TASK TO COMPLETE →
Retype, word for word, every line starting at the line with "Where can you find the distant" and ending with the final line of the entries; skip the pictures.
*** Block opens ***
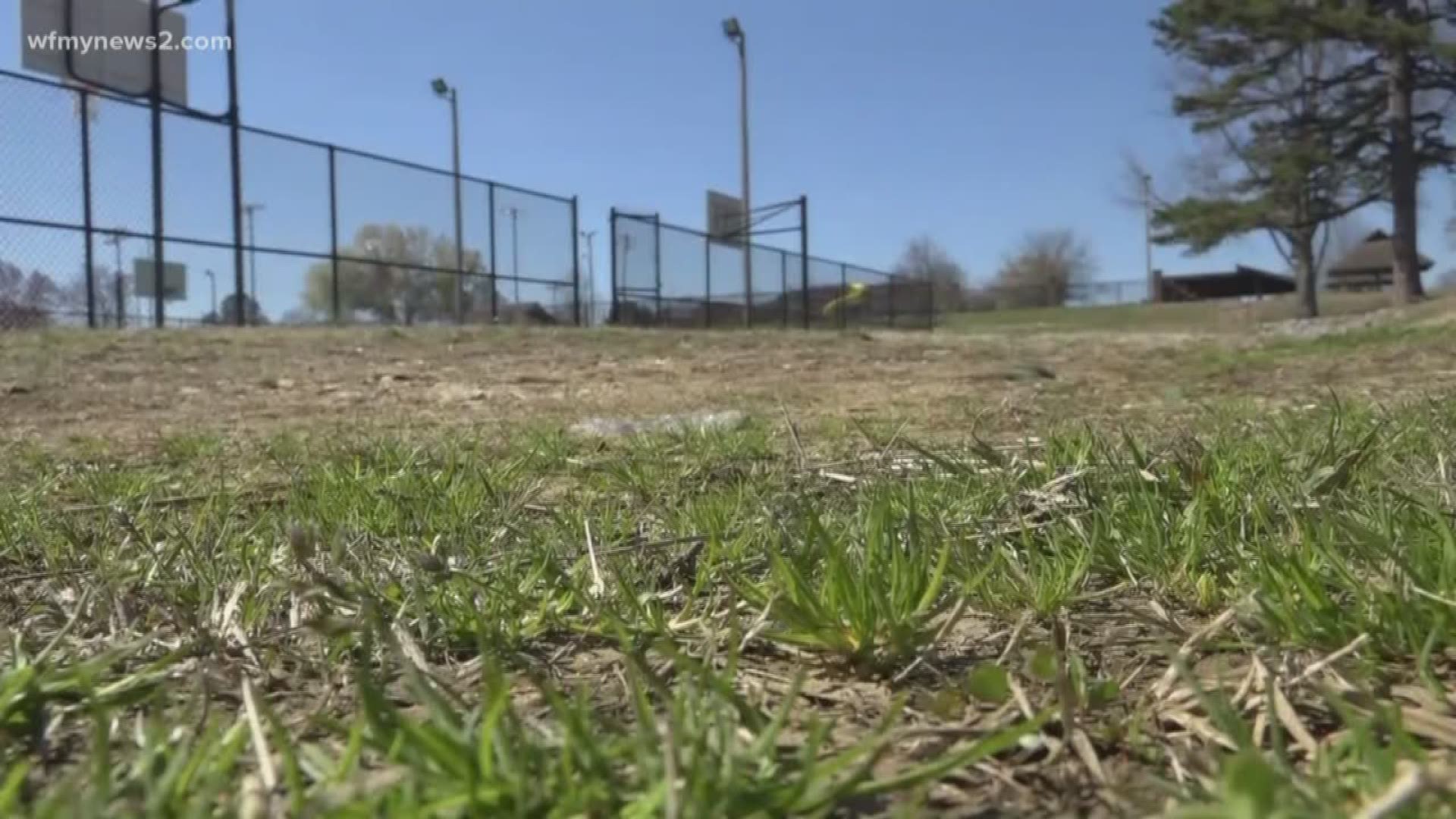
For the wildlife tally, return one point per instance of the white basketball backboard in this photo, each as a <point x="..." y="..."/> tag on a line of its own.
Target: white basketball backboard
<point x="726" y="221"/>
<point x="145" y="280"/>
<point x="109" y="44"/>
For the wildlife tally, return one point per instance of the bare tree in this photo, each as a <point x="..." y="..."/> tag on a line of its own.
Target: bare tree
<point x="1044" y="270"/>
<point x="924" y="260"/>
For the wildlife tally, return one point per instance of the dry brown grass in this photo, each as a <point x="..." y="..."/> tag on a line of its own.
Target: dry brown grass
<point x="140" y="385"/>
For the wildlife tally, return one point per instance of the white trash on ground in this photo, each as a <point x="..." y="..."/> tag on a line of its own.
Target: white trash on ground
<point x="701" y="422"/>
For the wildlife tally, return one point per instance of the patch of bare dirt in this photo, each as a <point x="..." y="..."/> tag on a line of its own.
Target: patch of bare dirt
<point x="149" y="385"/>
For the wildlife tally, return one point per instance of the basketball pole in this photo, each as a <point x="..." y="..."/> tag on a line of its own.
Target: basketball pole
<point x="155" y="93"/>
<point x="235" y="137"/>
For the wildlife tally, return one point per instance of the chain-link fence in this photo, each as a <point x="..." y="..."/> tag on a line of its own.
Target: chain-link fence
<point x="322" y="234"/>
<point x="670" y="276"/>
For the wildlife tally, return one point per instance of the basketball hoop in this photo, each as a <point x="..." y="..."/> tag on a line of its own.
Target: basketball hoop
<point x="86" y="101"/>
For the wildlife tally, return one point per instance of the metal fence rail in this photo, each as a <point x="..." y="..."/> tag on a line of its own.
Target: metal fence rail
<point x="672" y="276"/>
<point x="331" y="234"/>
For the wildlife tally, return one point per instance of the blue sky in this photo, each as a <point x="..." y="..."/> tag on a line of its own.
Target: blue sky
<point x="970" y="121"/>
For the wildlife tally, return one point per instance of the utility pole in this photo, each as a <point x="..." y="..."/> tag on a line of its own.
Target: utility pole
<point x="734" y="33"/>
<point x="1153" y="297"/>
<point x="251" y="210"/>
<point x="592" y="276"/>
<point x="450" y="93"/>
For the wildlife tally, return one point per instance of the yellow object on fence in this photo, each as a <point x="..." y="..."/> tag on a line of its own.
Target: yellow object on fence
<point x="854" y="295"/>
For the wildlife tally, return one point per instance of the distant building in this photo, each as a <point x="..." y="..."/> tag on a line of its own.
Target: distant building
<point x="1239" y="283"/>
<point x="1370" y="265"/>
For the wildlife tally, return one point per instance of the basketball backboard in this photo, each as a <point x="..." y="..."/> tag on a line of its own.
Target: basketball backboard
<point x="726" y="219"/>
<point x="145" y="280"/>
<point x="109" y="44"/>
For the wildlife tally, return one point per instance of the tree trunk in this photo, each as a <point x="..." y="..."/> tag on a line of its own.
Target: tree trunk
<point x="1307" y="279"/>
<point x="1404" y="181"/>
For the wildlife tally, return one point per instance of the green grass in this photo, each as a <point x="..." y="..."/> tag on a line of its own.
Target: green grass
<point x="708" y="626"/>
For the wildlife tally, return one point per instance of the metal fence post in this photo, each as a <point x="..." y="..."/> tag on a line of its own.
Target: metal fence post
<point x="930" y="305"/>
<point x="657" y="262"/>
<point x="86" y="210"/>
<point x="335" y="308"/>
<point x="783" y="284"/>
<point x="708" y="281"/>
<point x="576" y="264"/>
<point x="843" y="290"/>
<point x="804" y="259"/>
<point x="495" y="305"/>
<point x="890" y="308"/>
<point x="615" y="316"/>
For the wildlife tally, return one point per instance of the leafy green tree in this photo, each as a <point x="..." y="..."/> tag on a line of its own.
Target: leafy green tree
<point x="394" y="275"/>
<point x="1264" y="91"/>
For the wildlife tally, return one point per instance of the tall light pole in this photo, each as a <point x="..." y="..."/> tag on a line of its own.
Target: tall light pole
<point x="246" y="311"/>
<point x="734" y="33"/>
<point x="452" y="95"/>
<point x="516" y="248"/>
<point x="592" y="275"/>
<point x="1147" y="238"/>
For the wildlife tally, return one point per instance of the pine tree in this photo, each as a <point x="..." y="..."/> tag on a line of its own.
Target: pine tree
<point x="1395" y="99"/>
<point x="1267" y="93"/>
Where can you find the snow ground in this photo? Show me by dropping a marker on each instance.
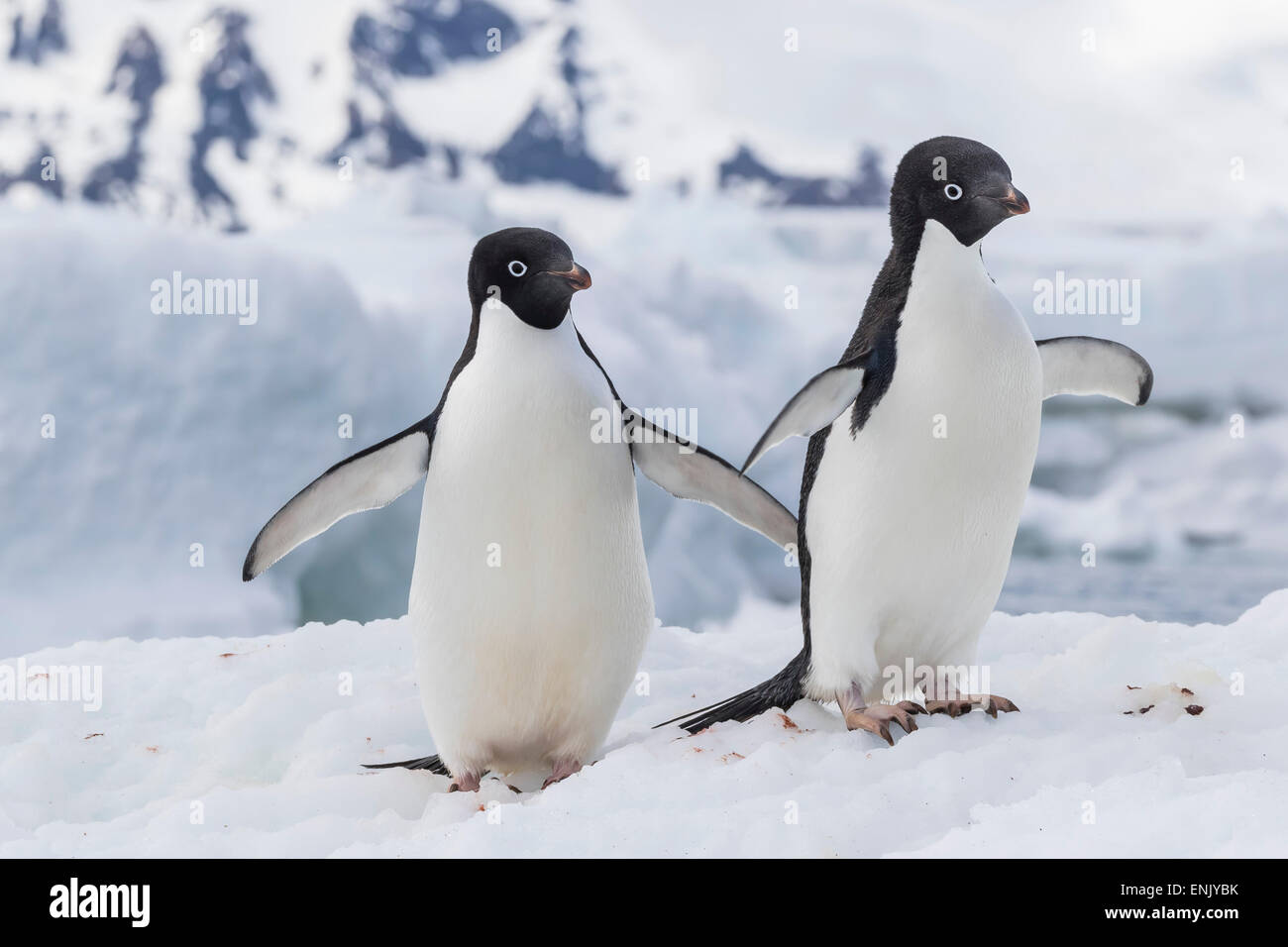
(256, 731)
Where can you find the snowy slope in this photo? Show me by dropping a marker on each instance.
(240, 115)
(256, 736)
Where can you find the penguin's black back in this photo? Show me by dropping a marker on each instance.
(877, 330)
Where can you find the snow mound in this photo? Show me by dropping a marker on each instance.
(211, 748)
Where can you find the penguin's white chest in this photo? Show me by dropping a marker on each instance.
(529, 598)
(911, 523)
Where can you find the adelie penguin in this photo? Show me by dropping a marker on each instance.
(529, 599)
(922, 441)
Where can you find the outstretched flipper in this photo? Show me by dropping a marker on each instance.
(814, 406)
(691, 472)
(1081, 365)
(366, 480)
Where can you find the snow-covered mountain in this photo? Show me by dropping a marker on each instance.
(237, 115)
(708, 162)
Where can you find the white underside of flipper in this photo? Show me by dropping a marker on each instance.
(529, 599)
(911, 534)
(1080, 365)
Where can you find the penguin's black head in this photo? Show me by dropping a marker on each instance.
(962, 184)
(527, 269)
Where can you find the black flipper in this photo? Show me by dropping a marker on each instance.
(430, 763)
(781, 690)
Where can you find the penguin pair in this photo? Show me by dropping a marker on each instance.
(529, 599)
(922, 441)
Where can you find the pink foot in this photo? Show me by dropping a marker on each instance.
(562, 771)
(876, 718)
(467, 783)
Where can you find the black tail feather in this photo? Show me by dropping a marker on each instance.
(781, 690)
(430, 763)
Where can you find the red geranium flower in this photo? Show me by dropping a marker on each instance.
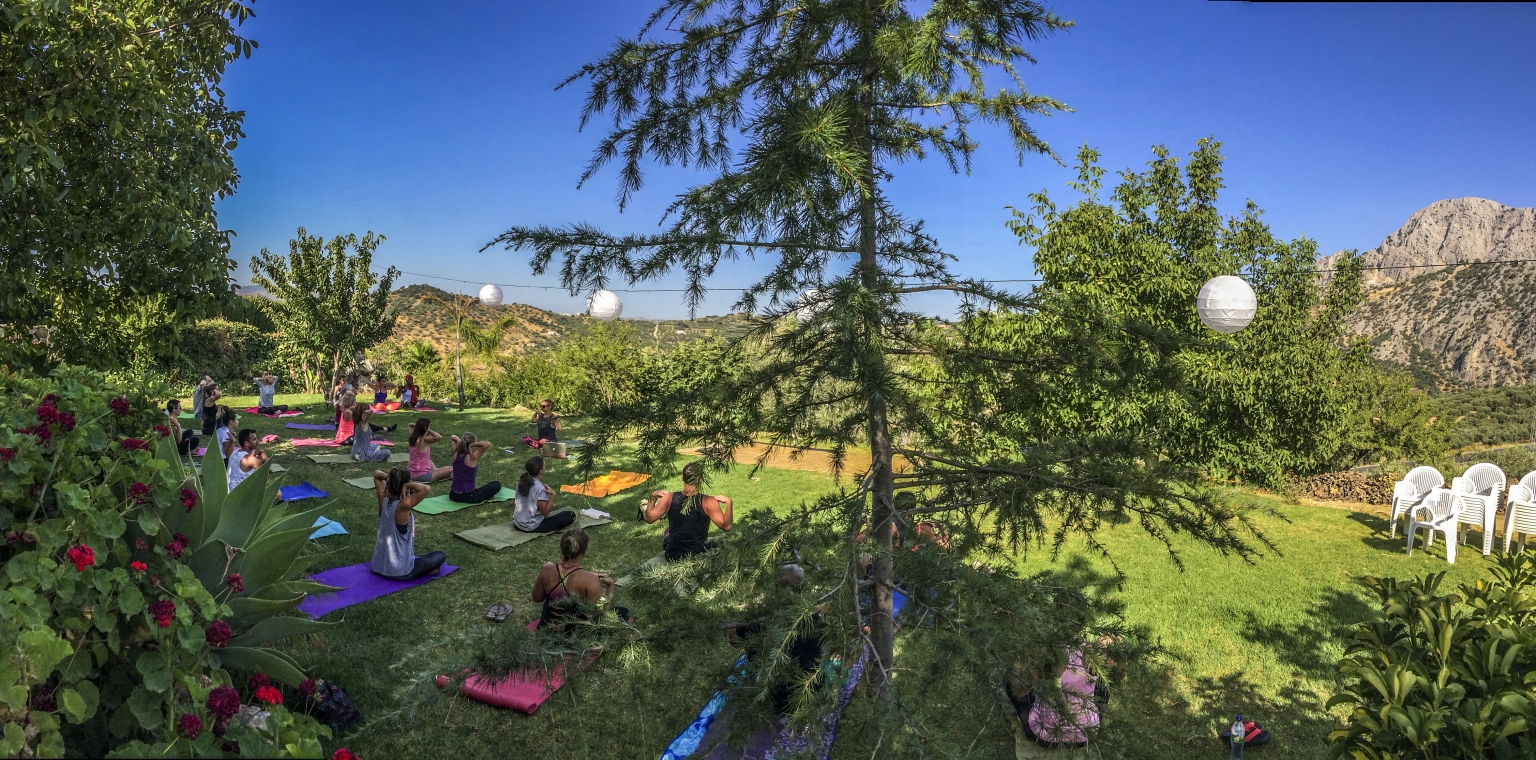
(223, 702)
(82, 556)
(191, 725)
(217, 634)
(163, 610)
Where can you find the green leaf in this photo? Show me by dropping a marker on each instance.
(274, 628)
(271, 662)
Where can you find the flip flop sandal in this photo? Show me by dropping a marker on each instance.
(1255, 734)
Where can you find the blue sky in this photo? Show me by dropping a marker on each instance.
(438, 125)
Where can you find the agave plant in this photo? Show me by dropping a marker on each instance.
(248, 532)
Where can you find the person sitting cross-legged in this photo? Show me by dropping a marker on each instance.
(395, 544)
(535, 501)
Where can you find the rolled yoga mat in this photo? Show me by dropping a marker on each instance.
(504, 535)
(443, 504)
(357, 584)
(397, 456)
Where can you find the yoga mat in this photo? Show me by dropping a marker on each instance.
(357, 584)
(397, 456)
(443, 504)
(332, 444)
(326, 527)
(304, 490)
(504, 535)
(607, 484)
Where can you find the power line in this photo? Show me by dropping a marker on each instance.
(985, 281)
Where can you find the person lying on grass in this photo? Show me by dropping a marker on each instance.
(186, 439)
(466, 464)
(688, 515)
(535, 501)
(395, 542)
(561, 587)
(420, 450)
(363, 447)
(244, 459)
(805, 647)
(266, 389)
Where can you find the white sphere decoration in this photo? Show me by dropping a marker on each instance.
(490, 295)
(604, 306)
(1226, 304)
(807, 306)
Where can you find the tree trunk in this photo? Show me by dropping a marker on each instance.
(882, 617)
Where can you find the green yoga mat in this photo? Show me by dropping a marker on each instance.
(443, 504)
(503, 535)
(398, 456)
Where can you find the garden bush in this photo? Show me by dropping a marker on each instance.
(134, 593)
(1444, 674)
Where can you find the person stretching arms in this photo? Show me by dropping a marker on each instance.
(535, 501)
(466, 464)
(688, 515)
(395, 541)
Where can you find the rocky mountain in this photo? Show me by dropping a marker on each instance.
(1452, 295)
(423, 315)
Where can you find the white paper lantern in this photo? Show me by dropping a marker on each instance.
(808, 306)
(1226, 304)
(604, 306)
(490, 295)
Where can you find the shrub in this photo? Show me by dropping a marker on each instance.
(115, 644)
(1444, 674)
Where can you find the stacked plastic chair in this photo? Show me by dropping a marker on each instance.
(1412, 490)
(1519, 510)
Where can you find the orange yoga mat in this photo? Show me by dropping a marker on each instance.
(607, 484)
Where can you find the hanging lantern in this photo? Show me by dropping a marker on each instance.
(604, 306)
(808, 306)
(490, 295)
(1226, 304)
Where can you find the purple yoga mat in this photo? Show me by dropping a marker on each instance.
(358, 584)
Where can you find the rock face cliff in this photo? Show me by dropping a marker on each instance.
(1441, 306)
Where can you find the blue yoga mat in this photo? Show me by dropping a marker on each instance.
(327, 527)
(304, 490)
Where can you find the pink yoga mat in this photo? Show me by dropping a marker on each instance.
(358, 584)
(329, 442)
(521, 691)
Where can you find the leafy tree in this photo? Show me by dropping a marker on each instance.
(117, 145)
(828, 99)
(327, 300)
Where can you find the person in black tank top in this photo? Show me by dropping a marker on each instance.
(688, 515)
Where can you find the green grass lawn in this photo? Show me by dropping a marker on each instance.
(1261, 639)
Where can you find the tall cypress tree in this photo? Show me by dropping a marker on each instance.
(802, 111)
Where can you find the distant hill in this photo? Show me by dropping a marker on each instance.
(421, 318)
(1441, 307)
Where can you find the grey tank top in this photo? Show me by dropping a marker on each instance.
(393, 555)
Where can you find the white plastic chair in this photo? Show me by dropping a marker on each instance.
(1519, 510)
(1412, 490)
(1435, 512)
(1478, 493)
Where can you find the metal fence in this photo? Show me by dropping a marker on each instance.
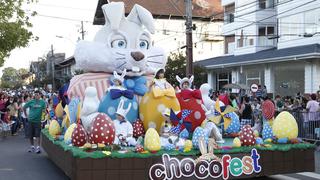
(308, 124)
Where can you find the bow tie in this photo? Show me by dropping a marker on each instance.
(137, 84)
(182, 122)
(188, 94)
(116, 93)
(122, 122)
(158, 92)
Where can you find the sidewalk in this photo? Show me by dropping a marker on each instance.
(17, 164)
*** Block closes ***
RESPONSE TO THIS TASK →
Where can you find the distant hill in this photo? Show me by dropping a marker on each instance.
(421, 318)
(1441, 307)
Where can you find the grey tank top in this photo? Show me by dropping a marker on each instance.
(393, 555)
Where can you find the white plastic chair in this photo? Show me by dropping a marker on each instance.
(1519, 510)
(1412, 490)
(1435, 512)
(1478, 493)
Where can you find the metal fence in this photo? Show me by dropping a marker on each instance.
(308, 124)
Where can you find the bow tie in this photo? Show me by dropping a marker on each instance.
(137, 84)
(182, 122)
(188, 94)
(116, 93)
(122, 122)
(158, 92)
Where can you find the sidewalk in this photo? Show me by dropping a marker on each instance.
(17, 164)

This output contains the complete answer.